[Data excerpts]
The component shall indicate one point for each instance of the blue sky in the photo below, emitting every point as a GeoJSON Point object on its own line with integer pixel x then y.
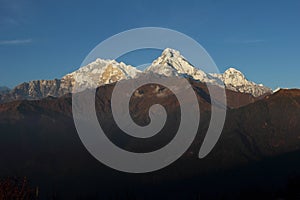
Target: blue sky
{"type": "Point", "coordinates": [47, 39]}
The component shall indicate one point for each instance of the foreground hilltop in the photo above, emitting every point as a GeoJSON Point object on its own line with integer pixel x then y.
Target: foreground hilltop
{"type": "Point", "coordinates": [257, 148]}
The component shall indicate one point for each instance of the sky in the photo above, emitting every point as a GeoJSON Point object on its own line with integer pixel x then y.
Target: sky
{"type": "Point", "coordinates": [48, 39]}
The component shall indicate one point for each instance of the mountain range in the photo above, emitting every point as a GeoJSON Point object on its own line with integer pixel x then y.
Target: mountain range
{"type": "Point", "coordinates": [101, 72]}
{"type": "Point", "coordinates": [257, 155]}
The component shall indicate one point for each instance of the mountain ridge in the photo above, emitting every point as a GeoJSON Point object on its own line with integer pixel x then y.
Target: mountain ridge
{"type": "Point", "coordinates": [101, 72]}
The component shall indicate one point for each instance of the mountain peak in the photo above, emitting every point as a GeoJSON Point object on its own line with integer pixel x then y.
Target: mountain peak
{"type": "Point", "coordinates": [168, 52]}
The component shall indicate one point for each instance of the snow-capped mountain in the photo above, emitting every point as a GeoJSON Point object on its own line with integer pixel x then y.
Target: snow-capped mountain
{"type": "Point", "coordinates": [172, 63]}
{"type": "Point", "coordinates": [97, 73]}
{"type": "Point", "coordinates": [101, 72]}
{"type": "Point", "coordinates": [235, 80]}
{"type": "Point", "coordinates": [4, 89]}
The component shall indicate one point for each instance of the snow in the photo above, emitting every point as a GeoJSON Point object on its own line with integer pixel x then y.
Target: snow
{"type": "Point", "coordinates": [170, 63]}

* **YOUR OBJECTIVE**
All lines from the one with "Target: mountain ridge" through the final line above are to be quoted exactly; quote no other line.

* **PROBLEM SOLUTION**
Target: mountain ridge
{"type": "Point", "coordinates": [101, 72]}
The component shall indicate one point for each instance of the mountain peak in the photo above, emitting every point as a GeoJSON Point object on its own line with integer pixel x then y.
Target: mountain peak
{"type": "Point", "coordinates": [168, 52]}
The component shall indicate one point for each instance of the snow-capped mountain in the photo above, emitting every point as a GeoJSON Point object on its own line with integer pixel x then y.
Target: snow-capped mountain
{"type": "Point", "coordinates": [172, 63]}
{"type": "Point", "coordinates": [97, 73]}
{"type": "Point", "coordinates": [101, 72]}
{"type": "Point", "coordinates": [235, 80]}
{"type": "Point", "coordinates": [4, 89]}
The component shall indicate one point for each instance of the snow in the photo above, emitting every point as a GeoJSON Point object on its own line with integer pixel x then y.
Target: snow
{"type": "Point", "coordinates": [170, 63]}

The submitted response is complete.